(Exercise prompt) Each record must be retyped in full. No character may differ.
┌──
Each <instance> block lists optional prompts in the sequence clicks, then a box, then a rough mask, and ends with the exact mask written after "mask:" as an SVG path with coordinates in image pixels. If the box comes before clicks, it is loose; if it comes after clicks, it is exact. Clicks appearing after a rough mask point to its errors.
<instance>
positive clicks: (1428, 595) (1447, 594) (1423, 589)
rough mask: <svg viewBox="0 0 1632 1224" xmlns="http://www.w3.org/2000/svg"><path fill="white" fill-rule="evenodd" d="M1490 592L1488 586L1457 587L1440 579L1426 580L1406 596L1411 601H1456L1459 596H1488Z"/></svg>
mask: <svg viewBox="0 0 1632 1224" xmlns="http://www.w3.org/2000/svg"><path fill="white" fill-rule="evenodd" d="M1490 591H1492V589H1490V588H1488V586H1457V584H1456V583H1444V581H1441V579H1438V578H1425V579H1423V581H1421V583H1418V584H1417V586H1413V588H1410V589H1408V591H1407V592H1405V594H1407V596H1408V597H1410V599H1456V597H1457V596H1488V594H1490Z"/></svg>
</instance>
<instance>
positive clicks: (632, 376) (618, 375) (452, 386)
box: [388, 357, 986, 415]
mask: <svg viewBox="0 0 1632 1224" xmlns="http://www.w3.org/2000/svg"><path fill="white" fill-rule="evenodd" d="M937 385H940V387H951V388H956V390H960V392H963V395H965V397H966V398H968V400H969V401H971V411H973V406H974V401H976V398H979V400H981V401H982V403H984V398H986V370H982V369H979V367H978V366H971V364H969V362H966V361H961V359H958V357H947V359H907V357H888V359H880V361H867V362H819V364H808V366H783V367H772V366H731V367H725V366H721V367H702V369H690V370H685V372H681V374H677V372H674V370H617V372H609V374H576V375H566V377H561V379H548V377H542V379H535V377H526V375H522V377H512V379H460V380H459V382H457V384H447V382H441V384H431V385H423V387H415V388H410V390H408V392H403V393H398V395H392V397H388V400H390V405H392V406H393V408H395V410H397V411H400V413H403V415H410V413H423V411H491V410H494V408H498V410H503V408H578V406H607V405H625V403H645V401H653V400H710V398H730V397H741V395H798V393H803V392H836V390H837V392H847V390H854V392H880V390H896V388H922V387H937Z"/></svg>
└──
(Answer space)
Each <instance> block lists optional prompts in the sequence clicks, then a box, then a rough mask, and ends with the exact mask written after "mask:" as an SVG path with coordinates in image pixels. If the box comes before clicks, it is loose; if it comes after clicks, it is exact. Clicks appearing after a rough mask point to its errors.
<instance>
positive clicks: (1428, 595) (1447, 594) (1423, 589)
rough mask: <svg viewBox="0 0 1632 1224" xmlns="http://www.w3.org/2000/svg"><path fill="white" fill-rule="evenodd" d="M1490 592L1488 586L1457 587L1440 579L1426 580L1406 596L1411 601H1456L1459 596H1488Z"/></svg>
mask: <svg viewBox="0 0 1632 1224" xmlns="http://www.w3.org/2000/svg"><path fill="white" fill-rule="evenodd" d="M1490 591H1492V589H1490V588H1488V586H1457V584H1456V583H1444V581H1441V579H1438V578H1425V579H1423V581H1421V583H1418V584H1417V586H1413V588H1410V589H1408V591H1407V592H1405V594H1407V596H1408V597H1410V599H1456V597H1457V596H1488V594H1490Z"/></svg>
</instance>
<instance>
positive clicks: (632, 376) (618, 375) (452, 386)
box: [388, 357, 986, 415]
mask: <svg viewBox="0 0 1632 1224" xmlns="http://www.w3.org/2000/svg"><path fill="white" fill-rule="evenodd" d="M937 385H940V387H951V388H956V390H960V392H963V395H965V397H966V398H968V400H969V401H971V411H973V406H974V401H976V398H979V400H981V401H982V403H984V398H986V370H982V369H979V367H978V366H971V364H969V362H966V361H961V359H958V357H947V359H907V357H888V359H880V361H867V362H819V364H808V366H783V367H772V366H731V367H725V366H721V367H702V369H690V370H685V372H681V374H677V372H674V370H617V372H609V374H576V375H566V377H561V379H548V377H542V379H535V377H526V375H522V377H512V379H460V380H459V382H457V384H447V382H441V384H431V385H423V387H415V388H410V390H408V392H403V393H398V395H392V397H388V400H390V405H392V406H393V408H395V410H397V411H400V413H403V415H410V413H423V411H491V410H494V408H498V410H503V408H578V406H607V405H625V403H645V401H653V400H710V398H730V397H741V395H798V393H803V392H836V390H837V392H847V390H854V392H880V390H896V388H922V387H937Z"/></svg>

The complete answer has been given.